Extracts from a box-labeled dataset
--- Begin ---
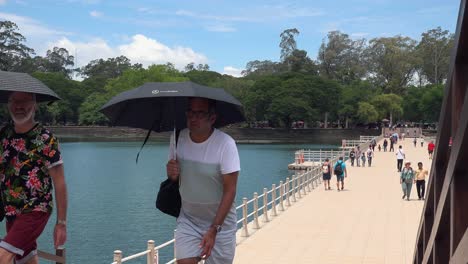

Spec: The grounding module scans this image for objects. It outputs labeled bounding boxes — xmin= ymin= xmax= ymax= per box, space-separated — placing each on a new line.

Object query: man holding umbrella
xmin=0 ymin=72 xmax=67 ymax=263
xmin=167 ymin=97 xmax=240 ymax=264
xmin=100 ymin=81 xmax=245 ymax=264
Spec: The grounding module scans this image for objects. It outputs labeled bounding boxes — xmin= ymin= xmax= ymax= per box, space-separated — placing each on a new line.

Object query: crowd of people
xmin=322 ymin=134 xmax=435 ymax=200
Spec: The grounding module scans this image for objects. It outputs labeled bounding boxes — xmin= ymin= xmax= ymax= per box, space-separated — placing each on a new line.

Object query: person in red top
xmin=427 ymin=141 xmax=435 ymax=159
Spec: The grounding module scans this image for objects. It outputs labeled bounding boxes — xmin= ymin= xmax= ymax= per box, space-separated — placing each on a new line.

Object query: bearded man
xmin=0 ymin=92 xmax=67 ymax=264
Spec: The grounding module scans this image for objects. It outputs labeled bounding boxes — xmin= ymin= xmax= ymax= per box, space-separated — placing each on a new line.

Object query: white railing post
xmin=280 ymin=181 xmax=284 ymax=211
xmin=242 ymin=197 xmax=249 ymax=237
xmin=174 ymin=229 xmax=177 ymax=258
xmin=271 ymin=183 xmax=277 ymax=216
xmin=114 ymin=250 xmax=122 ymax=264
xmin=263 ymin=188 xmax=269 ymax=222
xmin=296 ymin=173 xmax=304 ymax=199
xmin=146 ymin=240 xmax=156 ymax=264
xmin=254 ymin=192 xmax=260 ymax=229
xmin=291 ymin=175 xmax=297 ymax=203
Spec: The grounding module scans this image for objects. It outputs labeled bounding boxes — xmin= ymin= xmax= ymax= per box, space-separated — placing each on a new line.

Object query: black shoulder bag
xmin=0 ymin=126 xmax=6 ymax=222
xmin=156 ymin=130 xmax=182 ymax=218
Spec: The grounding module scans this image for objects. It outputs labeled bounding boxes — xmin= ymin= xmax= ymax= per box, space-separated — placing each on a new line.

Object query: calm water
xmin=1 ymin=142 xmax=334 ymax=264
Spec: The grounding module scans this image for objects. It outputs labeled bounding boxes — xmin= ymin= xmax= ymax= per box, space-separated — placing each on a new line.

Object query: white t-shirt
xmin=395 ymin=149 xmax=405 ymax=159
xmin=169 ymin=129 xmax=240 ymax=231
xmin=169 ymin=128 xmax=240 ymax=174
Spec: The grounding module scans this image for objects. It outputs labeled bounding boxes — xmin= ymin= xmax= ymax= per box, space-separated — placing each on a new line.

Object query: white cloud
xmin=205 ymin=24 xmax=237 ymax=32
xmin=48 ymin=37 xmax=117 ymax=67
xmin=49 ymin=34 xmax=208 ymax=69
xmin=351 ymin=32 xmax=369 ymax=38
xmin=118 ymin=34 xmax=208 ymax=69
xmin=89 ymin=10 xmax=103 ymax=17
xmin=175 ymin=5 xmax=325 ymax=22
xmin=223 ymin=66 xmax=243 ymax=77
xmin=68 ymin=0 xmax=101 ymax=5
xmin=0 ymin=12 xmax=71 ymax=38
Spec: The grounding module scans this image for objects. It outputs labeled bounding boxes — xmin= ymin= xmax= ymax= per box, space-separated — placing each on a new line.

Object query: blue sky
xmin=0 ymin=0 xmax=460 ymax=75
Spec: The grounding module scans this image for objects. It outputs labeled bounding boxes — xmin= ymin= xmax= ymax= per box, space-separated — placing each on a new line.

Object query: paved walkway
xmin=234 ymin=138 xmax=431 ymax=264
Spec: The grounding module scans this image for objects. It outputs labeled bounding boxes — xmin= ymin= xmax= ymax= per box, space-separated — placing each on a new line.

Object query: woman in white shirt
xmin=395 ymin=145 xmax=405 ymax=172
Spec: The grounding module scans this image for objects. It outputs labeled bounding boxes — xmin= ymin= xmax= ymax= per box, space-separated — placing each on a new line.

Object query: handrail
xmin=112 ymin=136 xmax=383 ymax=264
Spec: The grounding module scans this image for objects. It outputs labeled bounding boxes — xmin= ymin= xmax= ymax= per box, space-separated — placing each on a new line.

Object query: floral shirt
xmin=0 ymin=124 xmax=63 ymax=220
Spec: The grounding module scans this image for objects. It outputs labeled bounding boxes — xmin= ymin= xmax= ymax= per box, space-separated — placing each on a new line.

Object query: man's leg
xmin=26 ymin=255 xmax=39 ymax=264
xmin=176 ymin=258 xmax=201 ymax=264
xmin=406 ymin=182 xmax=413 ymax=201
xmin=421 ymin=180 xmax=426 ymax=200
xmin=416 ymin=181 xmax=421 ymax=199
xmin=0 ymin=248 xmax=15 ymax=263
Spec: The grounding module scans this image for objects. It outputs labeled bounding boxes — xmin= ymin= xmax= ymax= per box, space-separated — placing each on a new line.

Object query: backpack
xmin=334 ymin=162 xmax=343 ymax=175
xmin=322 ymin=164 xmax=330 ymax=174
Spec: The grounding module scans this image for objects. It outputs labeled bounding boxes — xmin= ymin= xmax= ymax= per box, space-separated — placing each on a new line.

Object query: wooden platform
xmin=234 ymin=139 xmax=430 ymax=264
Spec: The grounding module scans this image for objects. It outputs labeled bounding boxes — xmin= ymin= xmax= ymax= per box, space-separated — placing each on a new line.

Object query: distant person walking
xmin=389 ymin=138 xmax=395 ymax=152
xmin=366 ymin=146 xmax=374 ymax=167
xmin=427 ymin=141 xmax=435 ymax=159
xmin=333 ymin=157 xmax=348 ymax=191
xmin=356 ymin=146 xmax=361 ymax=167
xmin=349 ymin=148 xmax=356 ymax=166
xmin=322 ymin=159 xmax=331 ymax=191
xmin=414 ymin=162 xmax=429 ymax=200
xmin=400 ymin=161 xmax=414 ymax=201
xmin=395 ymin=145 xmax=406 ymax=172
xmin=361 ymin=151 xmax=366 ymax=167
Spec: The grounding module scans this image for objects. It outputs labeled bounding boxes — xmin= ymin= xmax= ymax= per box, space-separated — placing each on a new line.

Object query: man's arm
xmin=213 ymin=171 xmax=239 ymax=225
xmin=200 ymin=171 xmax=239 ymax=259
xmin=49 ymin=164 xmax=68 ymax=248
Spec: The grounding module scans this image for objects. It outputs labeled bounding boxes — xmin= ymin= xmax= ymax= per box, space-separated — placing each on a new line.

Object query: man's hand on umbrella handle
--- End ---
What you have to do:
Count the lines of the data above that contain the string "white". Give the number only.

Result for this task:
4